• _PROMPT_
According to the text on stem electrical conductivity in Capsicum annuum, why can monitoring the ECps predict physiological changes caused by environmental stress? Answer in one to three sentences.

Early detection of plant stress using the internal electrical conductivity of Capsicum annuum in response to temperature and salinity stress

The internal electrical conductivity in plant stem (ECps) reflects its physiological activity including ion and water transport. Thus, monitoring the ECps can be used to predict physiological changes in plants due to environmental stresses that affect water and ion transport in them. The purpose of this study was to determine if ECps monitoring data could be used to indicate environmental stress induced by low temperature and salt by comparing ECps with chlorophyll and proline contents. Capsicum annuum was progressively exposed to day/night temperature of 21/16 degrees C and 14/9 degrees C as low-temperature stress. Salt stress was incrementally applied at 20 and 40 mmol/kg NaCl. The ECps of C. annuum was monitored over the experimental period. The ECps was lower under low-temperature stress, although visible changes were not observed. Both chlorophyll a and b contents were lower, and the proline content was higher in leaves under low-temperature stress compared to the control. The initial salt treatment increased the ECps and the subsequent salt treatment at 40 mmol/kg NaCl resulted in a sudden increase of the ECps. The decreased chlorophyll a and b, and the increased proline content of the leaves under salt stress were stress-induced responses. Sodium and chloride accumulation increased, and the potassium/sodium ratio decreased in salt-treated plants. The ECps reflected reduced ion and water transport under low-temperature stress and increased salt transport in stems under salt stress. Therefore, ECps monitoring can be used to diagnose physiological changes in plants caused by environmental stress conditions before symptoms appear.

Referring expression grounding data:
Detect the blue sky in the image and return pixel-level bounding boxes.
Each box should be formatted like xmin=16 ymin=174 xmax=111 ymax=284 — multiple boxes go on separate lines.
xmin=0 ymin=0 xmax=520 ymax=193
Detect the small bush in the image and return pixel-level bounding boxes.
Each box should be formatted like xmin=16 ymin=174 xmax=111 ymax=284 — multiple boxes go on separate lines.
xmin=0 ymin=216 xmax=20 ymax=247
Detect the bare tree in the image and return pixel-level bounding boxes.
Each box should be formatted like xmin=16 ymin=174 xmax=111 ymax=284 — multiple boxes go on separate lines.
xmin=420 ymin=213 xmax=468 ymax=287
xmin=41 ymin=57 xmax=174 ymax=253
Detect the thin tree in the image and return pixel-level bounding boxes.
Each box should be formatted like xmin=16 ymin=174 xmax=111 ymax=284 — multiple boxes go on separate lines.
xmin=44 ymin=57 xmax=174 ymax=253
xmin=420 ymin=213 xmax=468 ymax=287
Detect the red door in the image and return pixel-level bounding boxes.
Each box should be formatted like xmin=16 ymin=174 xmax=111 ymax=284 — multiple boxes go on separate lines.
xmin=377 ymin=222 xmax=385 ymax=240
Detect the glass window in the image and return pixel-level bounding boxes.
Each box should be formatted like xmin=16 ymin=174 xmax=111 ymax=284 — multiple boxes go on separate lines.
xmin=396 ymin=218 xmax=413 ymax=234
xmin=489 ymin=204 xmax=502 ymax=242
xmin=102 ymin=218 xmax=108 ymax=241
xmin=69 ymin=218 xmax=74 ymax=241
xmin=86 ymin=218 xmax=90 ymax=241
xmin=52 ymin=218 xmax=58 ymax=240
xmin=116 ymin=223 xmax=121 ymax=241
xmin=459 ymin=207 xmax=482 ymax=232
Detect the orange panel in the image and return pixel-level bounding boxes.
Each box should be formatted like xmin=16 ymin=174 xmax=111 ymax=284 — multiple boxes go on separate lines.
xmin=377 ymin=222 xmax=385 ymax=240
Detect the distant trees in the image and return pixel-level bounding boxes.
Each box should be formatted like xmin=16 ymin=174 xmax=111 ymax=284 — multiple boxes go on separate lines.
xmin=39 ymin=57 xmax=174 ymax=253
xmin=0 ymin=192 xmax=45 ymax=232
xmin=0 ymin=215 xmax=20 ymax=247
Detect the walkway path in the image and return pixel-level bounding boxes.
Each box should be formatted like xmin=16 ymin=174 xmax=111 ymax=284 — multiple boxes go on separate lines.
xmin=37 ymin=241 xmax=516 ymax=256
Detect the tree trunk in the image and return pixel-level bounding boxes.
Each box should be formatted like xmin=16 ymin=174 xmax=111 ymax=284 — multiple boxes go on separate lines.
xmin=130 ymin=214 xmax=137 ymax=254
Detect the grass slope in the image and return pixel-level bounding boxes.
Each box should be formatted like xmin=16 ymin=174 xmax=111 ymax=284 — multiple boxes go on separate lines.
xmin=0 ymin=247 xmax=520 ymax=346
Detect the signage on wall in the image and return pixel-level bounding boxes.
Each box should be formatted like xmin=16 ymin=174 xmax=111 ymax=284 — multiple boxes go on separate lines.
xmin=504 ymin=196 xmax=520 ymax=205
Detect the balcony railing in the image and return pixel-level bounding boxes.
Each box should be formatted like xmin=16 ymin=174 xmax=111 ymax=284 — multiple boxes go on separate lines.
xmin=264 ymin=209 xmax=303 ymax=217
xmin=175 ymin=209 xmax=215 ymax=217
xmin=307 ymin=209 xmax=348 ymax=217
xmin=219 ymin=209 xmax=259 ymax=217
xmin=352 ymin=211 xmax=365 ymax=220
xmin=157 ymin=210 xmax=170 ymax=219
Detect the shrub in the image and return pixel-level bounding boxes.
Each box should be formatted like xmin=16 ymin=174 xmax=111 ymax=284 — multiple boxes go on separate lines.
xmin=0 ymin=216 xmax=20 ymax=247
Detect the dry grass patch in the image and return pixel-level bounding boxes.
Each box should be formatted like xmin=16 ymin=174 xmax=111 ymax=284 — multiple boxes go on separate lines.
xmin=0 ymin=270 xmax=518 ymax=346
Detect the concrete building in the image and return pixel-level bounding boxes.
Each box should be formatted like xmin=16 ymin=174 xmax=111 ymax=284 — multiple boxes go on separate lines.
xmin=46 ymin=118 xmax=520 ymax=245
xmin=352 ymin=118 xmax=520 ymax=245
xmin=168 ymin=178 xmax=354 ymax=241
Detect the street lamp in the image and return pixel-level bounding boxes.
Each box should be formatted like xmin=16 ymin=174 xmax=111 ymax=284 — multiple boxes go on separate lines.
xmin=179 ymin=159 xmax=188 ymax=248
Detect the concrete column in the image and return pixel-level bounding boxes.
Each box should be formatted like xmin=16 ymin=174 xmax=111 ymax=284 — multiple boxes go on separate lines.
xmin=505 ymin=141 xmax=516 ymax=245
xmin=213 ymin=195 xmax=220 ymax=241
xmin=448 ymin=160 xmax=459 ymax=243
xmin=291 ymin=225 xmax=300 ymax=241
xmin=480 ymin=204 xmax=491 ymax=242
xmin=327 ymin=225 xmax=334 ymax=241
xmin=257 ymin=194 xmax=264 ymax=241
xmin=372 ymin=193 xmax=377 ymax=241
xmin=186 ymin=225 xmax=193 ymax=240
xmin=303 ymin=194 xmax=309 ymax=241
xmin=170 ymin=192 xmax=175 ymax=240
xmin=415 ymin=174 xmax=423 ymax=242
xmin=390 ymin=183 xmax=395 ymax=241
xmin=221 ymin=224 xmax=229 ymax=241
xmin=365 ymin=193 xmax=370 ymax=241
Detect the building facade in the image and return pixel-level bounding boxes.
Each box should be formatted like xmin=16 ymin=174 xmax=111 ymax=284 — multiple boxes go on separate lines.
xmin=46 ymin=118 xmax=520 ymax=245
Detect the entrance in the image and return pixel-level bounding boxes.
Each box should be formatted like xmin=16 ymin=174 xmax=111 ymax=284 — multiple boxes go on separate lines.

• _WRITTEN RESPONSE_
The ECps reflects the plant's physiological activity, including ion and water transport. Environmental stresses affect water and ion transport in plants, so monitoring the ECps can reveal the resulting physiological changes.